**やること:**
[a] 心臓の知性についての文章によると、ハートマス研究所はいつ、どこで創立されましたか。
[b] 心臓の知性についての文章で、ニューロンの働きとして心臓も持っているとされる能力をすべて挙げてください。
[c] 心臓の知性についての文章を、最後の文の次から書き継いでください。

F&Aレポート

科学が解き明かす「ハート(心臓)は知性を持っている」1

 心臓と脳の関係をご存知でしょうか。私たちの脳を司るのは、実はハート(心臓)で、「心臓脳」というものが存在するのだそうです。「心拍数」を整えることで、脳も感情もコントロールできるというのです。これは、本来のパフォーマンスを発揮するメソッドとして、欧米企業や医療、教育、スポーツ界などで、取り入れ成果が認められています。この研究を進め、メソッドを全世界に広めているハートマス研究所(米国)と、その理論をご紹介します。(「ハート知性」ハートマス研究所/ひろしま平和未来創造研究所)

ハートマス研究所とは 〜約30年にわたり心臓・脳・神経系の機能などを研究
(1)1991年、米国カリフォルニア州で創立
(2)「心臓・脳・神経系の機能」「ストレスとパフォーマンス」の研究
(3)感情・ストレスのマネジメント法を開発、普及
(4)それらのメソッドは、欧米諸国の企業、医療・教育機関、軍や警察、スポーツ界
   などで導入されている

「ハート(心臓)」にも知性がある

 心臓はポンプになっていますが、そのポンプの周りに脳と同じような、神経細胞組織であるニューロンがあるということがわかっています。ニューロンの働きとして学習したり、記憶したり、何かを決定したりする能力を心臓も持っています。

 同時に、直感、インスピレーションと呼ばれるものは心臓からもたらされること、または、心臓が入口になっているのではないかということが研究で明らかなっています。

 私たちは「心はどこにあるか」と聞かれたら、本能的に「心は胸(ハート)にある」ということを感じています。

 直感(インスピレーション)の機能について、面白い実験があります。コンピューターの画面の前に被験者に座ってもらいます。その画面に二通りの写真を被験者に見せます。

**提供データ:**
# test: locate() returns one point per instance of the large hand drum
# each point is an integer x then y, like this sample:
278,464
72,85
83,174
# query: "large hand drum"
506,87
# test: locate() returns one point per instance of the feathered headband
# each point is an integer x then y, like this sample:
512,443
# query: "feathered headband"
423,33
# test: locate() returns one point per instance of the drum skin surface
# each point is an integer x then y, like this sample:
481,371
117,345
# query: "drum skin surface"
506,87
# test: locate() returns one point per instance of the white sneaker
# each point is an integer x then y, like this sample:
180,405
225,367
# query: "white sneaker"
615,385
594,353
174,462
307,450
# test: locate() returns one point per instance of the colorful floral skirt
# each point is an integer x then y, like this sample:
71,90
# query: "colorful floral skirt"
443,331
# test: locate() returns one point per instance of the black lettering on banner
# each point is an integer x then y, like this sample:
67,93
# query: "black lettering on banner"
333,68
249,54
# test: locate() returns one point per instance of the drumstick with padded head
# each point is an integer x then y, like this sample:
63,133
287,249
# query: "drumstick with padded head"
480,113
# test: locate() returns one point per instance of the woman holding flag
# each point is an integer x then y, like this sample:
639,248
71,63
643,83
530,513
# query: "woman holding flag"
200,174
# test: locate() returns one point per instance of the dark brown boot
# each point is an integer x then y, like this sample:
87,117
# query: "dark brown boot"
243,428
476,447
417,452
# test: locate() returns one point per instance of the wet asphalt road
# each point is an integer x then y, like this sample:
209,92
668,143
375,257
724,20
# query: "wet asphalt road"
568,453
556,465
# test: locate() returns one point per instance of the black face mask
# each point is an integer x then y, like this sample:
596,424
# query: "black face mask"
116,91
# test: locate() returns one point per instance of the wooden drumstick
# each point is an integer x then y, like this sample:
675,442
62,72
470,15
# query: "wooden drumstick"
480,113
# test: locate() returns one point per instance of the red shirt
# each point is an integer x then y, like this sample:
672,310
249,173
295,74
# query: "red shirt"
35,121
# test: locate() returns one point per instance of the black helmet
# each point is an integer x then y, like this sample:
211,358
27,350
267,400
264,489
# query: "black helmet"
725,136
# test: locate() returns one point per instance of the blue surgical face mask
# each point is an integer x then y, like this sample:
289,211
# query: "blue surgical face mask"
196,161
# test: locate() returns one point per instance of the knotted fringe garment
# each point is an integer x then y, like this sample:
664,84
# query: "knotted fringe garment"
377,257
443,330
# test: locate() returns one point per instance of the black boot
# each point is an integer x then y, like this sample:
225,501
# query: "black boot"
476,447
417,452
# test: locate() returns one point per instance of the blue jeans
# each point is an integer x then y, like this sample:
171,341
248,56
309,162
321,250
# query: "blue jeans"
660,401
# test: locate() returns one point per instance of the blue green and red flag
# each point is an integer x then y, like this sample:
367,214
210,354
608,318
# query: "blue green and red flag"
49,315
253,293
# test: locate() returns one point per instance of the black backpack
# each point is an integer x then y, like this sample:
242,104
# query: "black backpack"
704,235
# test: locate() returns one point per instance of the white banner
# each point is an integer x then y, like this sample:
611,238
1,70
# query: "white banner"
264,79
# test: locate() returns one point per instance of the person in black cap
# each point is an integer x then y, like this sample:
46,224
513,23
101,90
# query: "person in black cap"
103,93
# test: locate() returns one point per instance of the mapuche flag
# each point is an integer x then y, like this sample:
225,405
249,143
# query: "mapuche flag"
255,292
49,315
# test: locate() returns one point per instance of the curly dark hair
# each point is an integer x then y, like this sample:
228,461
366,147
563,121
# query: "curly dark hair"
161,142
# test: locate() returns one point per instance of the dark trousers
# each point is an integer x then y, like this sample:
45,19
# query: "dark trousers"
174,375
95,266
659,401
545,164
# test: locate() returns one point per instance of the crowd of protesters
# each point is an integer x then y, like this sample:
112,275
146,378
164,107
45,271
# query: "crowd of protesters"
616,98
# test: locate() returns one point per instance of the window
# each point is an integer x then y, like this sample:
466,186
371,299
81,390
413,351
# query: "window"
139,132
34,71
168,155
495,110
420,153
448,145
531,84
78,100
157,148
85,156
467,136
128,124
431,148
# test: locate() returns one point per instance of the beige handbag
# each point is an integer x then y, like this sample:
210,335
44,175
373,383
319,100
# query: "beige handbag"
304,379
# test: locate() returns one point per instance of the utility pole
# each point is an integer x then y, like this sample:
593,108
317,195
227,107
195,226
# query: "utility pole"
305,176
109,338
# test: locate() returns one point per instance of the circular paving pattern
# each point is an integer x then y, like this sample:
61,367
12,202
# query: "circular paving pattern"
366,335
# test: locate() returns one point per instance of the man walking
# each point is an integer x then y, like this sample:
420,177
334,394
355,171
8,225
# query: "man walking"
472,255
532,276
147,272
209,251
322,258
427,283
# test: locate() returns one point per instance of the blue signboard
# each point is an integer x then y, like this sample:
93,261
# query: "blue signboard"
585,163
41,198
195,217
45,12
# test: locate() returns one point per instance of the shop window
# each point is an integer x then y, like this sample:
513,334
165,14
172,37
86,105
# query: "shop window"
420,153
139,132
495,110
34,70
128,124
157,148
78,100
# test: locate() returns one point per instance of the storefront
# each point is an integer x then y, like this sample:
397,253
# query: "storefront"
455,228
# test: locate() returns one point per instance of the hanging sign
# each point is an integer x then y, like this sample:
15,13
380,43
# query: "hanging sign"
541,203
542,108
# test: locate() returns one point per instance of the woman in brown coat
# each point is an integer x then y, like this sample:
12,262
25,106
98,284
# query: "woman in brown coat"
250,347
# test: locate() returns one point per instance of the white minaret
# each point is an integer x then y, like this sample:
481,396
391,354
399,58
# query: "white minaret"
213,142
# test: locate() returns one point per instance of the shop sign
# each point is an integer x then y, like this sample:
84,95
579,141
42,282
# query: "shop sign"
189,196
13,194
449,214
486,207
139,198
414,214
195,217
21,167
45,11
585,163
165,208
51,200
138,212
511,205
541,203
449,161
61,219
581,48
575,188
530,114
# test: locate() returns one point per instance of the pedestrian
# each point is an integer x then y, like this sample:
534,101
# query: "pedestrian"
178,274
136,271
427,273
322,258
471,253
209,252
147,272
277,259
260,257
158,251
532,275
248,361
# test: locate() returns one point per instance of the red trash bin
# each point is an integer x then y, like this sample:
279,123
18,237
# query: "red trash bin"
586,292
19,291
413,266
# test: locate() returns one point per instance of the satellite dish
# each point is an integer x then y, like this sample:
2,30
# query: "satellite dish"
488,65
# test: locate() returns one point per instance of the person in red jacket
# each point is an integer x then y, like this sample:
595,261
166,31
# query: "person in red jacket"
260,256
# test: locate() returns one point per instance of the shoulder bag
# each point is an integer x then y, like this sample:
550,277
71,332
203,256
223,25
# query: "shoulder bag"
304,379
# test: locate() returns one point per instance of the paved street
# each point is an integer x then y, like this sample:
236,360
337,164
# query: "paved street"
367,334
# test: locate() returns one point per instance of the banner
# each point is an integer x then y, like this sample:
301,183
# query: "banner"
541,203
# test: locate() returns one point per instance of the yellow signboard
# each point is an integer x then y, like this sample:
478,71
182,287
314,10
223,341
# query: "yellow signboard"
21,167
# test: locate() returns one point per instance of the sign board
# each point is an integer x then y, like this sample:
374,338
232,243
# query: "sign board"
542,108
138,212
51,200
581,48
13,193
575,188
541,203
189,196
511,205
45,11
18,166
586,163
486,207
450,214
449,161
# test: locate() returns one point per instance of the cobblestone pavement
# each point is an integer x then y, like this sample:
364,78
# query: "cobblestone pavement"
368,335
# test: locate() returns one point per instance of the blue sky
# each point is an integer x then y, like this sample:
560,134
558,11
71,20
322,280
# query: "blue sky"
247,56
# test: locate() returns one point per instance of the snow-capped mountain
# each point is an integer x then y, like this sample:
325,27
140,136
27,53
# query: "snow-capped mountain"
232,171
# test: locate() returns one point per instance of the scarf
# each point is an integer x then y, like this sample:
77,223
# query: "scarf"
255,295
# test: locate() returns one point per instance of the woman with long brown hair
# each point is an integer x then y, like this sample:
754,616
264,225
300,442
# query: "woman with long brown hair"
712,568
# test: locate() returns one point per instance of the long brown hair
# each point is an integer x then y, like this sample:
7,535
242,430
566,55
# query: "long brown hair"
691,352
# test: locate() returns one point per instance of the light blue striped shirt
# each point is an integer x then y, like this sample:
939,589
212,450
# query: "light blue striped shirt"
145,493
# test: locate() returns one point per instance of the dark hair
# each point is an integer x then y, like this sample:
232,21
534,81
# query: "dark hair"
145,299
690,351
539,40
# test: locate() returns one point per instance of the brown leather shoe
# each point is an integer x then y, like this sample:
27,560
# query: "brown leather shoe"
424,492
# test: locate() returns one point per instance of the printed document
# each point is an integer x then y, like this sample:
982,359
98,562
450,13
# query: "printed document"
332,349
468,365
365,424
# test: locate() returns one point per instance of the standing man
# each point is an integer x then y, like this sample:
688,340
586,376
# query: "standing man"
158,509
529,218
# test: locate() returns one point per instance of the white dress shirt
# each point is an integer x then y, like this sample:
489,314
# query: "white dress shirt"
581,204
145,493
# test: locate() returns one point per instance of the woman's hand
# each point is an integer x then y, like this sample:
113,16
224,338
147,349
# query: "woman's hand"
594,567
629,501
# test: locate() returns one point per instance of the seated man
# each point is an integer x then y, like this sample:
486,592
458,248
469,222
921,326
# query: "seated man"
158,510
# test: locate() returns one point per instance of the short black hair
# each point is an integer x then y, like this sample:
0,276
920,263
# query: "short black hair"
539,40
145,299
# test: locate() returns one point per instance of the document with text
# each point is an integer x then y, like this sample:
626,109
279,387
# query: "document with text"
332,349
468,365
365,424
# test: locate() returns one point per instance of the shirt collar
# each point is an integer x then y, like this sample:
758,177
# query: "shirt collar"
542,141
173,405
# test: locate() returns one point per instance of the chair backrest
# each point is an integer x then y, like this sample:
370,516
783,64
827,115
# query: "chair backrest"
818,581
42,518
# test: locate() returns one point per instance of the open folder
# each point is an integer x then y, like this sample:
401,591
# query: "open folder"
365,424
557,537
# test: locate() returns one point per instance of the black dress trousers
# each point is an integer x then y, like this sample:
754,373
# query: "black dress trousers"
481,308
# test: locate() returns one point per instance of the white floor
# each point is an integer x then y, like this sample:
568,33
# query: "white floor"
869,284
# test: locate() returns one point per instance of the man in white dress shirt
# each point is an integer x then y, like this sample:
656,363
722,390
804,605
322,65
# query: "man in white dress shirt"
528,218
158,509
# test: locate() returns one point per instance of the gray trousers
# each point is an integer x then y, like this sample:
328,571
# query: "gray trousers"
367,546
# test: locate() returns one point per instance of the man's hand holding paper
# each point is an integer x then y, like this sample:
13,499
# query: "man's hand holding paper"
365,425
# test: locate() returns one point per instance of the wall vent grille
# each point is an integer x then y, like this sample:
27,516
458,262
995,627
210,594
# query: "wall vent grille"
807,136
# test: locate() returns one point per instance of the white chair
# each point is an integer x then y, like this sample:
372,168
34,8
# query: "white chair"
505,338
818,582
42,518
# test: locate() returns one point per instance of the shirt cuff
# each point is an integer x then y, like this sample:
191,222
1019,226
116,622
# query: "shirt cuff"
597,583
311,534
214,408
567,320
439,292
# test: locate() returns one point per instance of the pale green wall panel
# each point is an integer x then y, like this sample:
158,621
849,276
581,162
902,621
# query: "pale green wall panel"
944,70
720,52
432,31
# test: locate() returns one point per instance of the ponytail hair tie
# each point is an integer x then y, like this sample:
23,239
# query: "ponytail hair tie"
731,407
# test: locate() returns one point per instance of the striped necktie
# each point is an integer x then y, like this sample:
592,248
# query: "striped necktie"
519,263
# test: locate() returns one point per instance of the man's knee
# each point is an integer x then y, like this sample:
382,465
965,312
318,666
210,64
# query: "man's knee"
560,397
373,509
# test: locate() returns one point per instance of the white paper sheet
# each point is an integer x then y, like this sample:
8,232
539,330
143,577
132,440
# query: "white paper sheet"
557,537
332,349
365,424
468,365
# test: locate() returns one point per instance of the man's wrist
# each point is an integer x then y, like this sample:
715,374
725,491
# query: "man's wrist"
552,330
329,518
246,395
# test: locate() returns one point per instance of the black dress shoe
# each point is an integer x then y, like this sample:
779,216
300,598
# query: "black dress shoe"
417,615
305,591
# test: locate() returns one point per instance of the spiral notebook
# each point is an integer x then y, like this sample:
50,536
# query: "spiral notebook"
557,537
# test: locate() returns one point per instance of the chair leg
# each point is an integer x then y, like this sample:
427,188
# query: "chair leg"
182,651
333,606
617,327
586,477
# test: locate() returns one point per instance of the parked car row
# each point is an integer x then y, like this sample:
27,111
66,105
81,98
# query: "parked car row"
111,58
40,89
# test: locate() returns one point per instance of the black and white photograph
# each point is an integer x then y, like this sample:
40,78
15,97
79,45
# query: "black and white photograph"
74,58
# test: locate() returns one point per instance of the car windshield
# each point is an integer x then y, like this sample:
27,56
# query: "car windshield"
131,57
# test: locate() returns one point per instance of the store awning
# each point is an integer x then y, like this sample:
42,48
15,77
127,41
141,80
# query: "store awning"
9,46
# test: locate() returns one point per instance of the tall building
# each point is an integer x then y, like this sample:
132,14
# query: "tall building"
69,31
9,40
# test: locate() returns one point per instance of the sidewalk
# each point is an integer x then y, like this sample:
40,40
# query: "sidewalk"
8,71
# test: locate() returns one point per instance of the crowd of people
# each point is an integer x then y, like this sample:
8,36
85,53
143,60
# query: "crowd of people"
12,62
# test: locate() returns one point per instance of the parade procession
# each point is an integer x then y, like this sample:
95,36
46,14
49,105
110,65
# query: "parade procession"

**各課題の回答:**
[a] 1991年に米国カリフォルニア州で創立されました。

[b] 学習する能力、記憶する能力、何かを決定する能力

[c]
 一つは心安らぐ美しい映像、もう一つは戦争のようなネガティブな映像です。その二つの映像をコンピューターがランダムに6秒ごとに切り替えます。それによっての心臓や脳の働きを調べていきます。通常私たちは、映像を見たあとに反応すると思っていますが、実験結果は違っていました。

 その実験により、映像が選ばれる前に心臓が反応し、その信号が心臓から脳に送られて映像を見る前に脳が反応するということがわかりました。次に起こることを予知して心臓が反応しているのです。

 「虫の知らせ」「胸騒ぎがする」という言葉は、その言葉通り、次に起こることを心臓が予知して反応しているといえます。逆に「アイデアがひらめく」などの直感も、リラックスしているときに起こると言われますが、これも心拍数が安定しているときに、ハートの知性が働いて閃くのではないかと、いわれています。

 私たちは、「脳」が体をコントロールとしていると思っていますが、実は心臓にも脳があり「心臓脳」と呼ばれるものが存在し、「心臓脳」と「脳」が連携しているのです。

心拍リズムと脳 「コヒーランス」と「非コヒーランス」

 脳と心臓は、太い神経で結ばれていて常に情報を交換しています。脳から心臓にいく情報量と、心臓から脳にいく情報量を比べてみると、心臓から脳にいく情報量の方が100倍も多いということがわかっています。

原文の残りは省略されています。